#### Exercise description
Rewrite the entries from the first line up to and including the line with "pixel 40 116", replacing "Format example" with "Sample format" each time it occurs and leaving everything else as it is.

#### Entries
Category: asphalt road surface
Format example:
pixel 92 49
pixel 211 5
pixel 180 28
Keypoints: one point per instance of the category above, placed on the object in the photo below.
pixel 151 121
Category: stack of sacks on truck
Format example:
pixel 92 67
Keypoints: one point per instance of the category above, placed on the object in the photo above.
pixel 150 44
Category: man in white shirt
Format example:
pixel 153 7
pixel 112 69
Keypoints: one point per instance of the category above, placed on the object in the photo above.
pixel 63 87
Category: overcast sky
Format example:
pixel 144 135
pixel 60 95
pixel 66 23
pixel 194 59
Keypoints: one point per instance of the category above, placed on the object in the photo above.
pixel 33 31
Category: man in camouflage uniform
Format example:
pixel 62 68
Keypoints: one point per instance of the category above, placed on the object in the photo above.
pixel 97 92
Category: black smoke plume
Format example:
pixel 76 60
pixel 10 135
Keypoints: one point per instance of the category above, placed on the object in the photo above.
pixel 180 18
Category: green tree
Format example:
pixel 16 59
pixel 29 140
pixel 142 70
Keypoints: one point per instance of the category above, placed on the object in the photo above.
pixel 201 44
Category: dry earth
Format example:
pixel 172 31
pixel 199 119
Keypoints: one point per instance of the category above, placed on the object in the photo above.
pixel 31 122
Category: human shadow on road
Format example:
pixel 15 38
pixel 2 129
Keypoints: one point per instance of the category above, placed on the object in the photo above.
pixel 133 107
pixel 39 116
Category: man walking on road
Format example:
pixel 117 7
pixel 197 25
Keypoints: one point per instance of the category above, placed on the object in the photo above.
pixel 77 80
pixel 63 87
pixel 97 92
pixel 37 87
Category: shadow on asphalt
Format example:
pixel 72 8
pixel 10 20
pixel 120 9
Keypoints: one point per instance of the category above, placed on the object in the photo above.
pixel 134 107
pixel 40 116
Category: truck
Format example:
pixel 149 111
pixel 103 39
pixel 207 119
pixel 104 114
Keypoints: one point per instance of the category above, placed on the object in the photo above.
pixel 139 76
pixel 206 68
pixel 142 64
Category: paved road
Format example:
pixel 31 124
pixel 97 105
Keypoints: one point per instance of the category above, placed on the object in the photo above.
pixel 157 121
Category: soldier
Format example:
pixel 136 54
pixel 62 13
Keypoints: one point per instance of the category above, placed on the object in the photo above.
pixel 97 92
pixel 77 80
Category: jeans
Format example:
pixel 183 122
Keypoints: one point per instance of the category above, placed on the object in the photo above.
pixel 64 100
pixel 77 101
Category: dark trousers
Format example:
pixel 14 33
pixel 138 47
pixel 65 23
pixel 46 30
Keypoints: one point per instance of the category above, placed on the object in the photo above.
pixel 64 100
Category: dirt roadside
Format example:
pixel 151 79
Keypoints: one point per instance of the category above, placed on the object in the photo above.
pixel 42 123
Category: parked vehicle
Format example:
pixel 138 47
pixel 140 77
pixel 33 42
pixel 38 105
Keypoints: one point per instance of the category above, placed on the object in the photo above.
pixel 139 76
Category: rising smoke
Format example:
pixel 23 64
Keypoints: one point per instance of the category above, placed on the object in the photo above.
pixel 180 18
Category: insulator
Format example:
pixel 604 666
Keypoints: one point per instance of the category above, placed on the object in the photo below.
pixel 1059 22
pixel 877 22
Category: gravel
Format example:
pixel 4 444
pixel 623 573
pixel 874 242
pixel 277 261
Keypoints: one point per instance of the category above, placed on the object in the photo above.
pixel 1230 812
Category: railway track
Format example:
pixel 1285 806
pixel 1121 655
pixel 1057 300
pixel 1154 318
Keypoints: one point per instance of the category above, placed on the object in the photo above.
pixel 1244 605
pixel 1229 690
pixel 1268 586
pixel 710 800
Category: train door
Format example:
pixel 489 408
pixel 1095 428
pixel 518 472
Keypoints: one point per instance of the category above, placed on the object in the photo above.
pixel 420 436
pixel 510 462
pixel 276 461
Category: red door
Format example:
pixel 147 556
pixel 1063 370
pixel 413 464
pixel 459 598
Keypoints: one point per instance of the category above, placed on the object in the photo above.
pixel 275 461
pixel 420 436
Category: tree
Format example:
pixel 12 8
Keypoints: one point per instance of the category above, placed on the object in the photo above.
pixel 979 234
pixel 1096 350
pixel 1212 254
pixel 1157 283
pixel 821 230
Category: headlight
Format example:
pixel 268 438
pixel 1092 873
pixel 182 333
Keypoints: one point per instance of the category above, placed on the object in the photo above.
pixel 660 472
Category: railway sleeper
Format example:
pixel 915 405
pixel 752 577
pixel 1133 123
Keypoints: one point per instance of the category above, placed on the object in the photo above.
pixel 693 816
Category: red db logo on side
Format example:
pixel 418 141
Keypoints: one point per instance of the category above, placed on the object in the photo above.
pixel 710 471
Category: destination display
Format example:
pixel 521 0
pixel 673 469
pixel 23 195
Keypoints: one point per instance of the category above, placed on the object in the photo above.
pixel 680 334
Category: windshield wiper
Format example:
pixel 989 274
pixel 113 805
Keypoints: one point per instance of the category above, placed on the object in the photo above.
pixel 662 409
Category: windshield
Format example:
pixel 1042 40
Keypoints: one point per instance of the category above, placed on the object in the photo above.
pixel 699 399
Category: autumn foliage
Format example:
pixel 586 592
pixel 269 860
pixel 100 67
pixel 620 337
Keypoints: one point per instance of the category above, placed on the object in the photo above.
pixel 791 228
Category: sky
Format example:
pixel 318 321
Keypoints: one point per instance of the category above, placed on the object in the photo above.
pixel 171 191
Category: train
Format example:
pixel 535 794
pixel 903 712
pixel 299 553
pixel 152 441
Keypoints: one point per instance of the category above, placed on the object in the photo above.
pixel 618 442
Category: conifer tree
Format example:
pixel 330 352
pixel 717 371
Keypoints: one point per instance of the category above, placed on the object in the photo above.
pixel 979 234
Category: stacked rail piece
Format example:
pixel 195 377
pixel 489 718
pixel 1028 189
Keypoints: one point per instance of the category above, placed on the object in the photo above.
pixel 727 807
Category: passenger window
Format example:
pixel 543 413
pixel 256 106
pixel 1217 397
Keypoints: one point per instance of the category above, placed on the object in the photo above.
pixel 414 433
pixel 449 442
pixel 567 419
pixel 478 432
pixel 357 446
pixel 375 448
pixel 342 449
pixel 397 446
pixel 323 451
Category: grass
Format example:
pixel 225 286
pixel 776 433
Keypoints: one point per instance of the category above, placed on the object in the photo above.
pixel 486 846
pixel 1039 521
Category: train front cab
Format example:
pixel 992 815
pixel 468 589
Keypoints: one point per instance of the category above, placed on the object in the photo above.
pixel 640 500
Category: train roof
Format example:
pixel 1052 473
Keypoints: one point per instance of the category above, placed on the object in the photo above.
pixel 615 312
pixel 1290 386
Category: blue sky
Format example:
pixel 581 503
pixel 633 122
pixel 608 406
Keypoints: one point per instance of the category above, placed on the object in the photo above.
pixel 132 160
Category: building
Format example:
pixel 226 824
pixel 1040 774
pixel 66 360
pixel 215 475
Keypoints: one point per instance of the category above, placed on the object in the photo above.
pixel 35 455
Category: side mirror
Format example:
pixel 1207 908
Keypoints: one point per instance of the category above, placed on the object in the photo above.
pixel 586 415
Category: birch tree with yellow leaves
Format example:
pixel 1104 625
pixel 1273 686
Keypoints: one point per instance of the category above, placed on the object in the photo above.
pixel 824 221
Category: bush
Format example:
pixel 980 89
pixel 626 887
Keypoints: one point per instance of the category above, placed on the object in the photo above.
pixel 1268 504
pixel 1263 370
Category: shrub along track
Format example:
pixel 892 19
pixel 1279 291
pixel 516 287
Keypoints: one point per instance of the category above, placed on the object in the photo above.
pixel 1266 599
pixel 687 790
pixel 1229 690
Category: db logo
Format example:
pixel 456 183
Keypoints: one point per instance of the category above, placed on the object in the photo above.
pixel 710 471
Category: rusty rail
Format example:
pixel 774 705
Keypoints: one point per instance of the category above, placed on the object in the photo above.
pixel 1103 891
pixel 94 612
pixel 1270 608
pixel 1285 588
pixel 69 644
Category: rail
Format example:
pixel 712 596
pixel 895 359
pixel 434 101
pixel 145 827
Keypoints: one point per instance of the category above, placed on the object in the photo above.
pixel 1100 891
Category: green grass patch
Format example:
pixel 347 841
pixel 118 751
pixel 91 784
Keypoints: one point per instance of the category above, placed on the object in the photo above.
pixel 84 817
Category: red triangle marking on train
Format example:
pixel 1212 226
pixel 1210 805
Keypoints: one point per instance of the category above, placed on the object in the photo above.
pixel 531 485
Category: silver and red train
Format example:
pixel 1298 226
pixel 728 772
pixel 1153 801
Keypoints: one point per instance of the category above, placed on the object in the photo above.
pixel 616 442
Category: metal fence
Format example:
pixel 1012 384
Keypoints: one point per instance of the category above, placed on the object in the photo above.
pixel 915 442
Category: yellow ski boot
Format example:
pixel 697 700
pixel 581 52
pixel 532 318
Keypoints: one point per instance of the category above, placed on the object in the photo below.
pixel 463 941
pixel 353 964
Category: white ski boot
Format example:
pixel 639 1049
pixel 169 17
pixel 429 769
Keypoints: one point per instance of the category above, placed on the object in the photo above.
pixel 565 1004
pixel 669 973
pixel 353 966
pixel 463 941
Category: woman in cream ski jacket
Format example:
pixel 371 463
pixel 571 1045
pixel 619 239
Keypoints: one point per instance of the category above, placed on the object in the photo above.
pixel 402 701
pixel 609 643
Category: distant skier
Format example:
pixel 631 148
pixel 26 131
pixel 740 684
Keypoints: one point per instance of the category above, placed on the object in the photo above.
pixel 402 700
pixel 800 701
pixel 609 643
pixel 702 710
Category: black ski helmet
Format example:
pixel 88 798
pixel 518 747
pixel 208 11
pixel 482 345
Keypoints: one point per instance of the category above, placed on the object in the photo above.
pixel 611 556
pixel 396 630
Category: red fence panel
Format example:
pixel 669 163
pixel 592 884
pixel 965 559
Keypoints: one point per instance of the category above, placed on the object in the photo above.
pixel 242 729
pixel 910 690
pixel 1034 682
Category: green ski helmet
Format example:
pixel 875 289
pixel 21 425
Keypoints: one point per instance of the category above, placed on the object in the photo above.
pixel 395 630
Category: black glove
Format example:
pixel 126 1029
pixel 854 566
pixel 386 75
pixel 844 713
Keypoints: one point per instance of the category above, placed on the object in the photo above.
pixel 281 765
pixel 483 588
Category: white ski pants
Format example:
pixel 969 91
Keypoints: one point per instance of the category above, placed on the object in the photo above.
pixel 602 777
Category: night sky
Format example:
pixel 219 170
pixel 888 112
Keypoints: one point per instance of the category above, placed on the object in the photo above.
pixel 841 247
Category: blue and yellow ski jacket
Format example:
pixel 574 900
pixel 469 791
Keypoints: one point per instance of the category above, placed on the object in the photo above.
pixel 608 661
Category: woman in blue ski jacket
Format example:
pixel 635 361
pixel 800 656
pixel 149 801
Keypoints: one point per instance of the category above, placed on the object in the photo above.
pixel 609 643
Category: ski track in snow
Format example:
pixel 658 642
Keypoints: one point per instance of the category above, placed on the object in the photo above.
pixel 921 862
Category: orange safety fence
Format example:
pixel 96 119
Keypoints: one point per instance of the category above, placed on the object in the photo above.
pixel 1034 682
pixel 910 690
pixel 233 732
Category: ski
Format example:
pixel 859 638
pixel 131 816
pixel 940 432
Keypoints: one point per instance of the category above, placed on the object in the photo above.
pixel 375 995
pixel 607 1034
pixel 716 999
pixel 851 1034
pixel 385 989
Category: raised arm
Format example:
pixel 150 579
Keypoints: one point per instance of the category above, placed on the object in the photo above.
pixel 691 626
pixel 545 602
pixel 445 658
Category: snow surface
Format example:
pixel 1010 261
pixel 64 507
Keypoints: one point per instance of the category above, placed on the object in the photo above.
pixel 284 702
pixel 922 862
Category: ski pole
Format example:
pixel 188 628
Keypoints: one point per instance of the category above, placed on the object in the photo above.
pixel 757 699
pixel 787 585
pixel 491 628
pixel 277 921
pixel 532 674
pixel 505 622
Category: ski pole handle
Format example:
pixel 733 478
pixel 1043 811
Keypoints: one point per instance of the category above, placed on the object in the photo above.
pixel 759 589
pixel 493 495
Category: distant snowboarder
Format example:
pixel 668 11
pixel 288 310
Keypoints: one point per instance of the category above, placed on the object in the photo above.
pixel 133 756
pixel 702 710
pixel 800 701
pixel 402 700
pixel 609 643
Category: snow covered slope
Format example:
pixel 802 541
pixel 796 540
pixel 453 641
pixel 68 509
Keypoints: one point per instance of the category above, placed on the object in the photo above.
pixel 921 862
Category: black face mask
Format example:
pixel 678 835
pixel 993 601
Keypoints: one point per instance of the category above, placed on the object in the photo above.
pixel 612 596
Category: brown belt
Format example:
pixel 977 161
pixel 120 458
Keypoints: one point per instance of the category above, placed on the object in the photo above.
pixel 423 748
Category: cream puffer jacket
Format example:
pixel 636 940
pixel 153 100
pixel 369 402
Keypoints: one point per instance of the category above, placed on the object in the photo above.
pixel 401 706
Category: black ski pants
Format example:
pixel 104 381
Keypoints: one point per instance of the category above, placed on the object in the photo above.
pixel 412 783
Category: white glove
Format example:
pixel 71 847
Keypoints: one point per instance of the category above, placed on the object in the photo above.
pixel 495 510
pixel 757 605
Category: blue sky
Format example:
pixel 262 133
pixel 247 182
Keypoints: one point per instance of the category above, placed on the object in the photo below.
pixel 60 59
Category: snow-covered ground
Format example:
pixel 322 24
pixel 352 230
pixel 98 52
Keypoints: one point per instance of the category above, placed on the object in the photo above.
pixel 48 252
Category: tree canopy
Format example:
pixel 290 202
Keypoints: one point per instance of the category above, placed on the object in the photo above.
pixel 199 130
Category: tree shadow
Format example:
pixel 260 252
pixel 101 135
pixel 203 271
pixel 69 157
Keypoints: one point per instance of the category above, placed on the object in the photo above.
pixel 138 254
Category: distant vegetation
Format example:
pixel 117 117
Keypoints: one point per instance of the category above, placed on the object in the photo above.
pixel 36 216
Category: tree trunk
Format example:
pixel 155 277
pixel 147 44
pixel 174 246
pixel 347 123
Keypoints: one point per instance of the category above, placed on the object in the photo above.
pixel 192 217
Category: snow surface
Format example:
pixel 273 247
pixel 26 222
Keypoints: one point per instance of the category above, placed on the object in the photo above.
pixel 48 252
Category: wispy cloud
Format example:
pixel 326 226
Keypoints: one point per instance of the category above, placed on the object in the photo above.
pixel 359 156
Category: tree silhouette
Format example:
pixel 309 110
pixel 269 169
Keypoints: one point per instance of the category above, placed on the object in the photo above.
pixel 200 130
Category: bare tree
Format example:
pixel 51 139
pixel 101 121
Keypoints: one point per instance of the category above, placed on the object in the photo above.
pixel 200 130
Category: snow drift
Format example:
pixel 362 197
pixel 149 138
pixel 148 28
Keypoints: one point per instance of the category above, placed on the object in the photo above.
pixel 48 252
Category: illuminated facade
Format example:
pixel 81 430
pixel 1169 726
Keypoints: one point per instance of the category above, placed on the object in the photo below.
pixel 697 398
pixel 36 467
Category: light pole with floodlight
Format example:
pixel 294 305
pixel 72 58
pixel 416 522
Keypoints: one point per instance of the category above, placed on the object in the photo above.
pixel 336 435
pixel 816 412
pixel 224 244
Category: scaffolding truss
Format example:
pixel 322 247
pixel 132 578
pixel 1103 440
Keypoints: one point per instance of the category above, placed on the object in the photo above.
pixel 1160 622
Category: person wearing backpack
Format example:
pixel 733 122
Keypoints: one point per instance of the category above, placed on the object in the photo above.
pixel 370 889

#### Solved exercise
Category: asphalt road surface
Sample format:
pixel 92 49
pixel 211 5
pixel 180 28
Keypoints: one point per instance of the category above, placed on the object in the photo below.
pixel 151 121
Category: stack of sacks on truck
Sample format:
pixel 92 67
Keypoints: one point per instance of the category above, placed on the object in the photo above.
pixel 150 44
Category: man in white shirt
Sample format:
pixel 153 7
pixel 112 69
Keypoints: one point per instance of the category above, placed on the object in the photo above.
pixel 63 87
Category: overcast sky
Sample format:
pixel 144 135
pixel 60 95
pixel 66 23
pixel 194 59
Keypoints: one point per instance of the category above, placed on the object in the photo above.
pixel 33 31
Category: man in camouflage uniform
Sample format:
pixel 62 68
Keypoints: one point per instance of the category above, placed on the object in the photo above.
pixel 97 92
Category: black smoke plume
Sample format:
pixel 76 60
pixel 10 135
Keypoints: one point per instance of the category above, placed on the object in the photo above.
pixel 180 18
Category: green tree
Sample format:
pixel 16 59
pixel 29 140
pixel 142 70
Keypoints: one point per instance of the category above, placed on the object in the photo above.
pixel 201 44
Category: dry earth
Sample format:
pixel 172 31
pixel 199 119
Keypoints: one point per instance of the category above, placed on the object in the photo above.
pixel 31 122
Category: human shadow on road
Sample format:
pixel 15 38
pixel 2 129
Keypoints: one point per instance of the category above, placed on the object in the photo above.
pixel 133 107
pixel 39 116
Category: man walking on road
Sample format:
pixel 117 7
pixel 197 25
Keypoints: one point per instance of the category above, placed on the object in the photo above.
pixel 77 80
pixel 63 87
pixel 97 92
pixel 37 87
Category: shadow on asphalt
Sample format:
pixel 72 8
pixel 10 20
pixel 120 9
Keypoints: one point per instance of the category above, placed on the object in the photo above.
pixel 134 107
pixel 40 116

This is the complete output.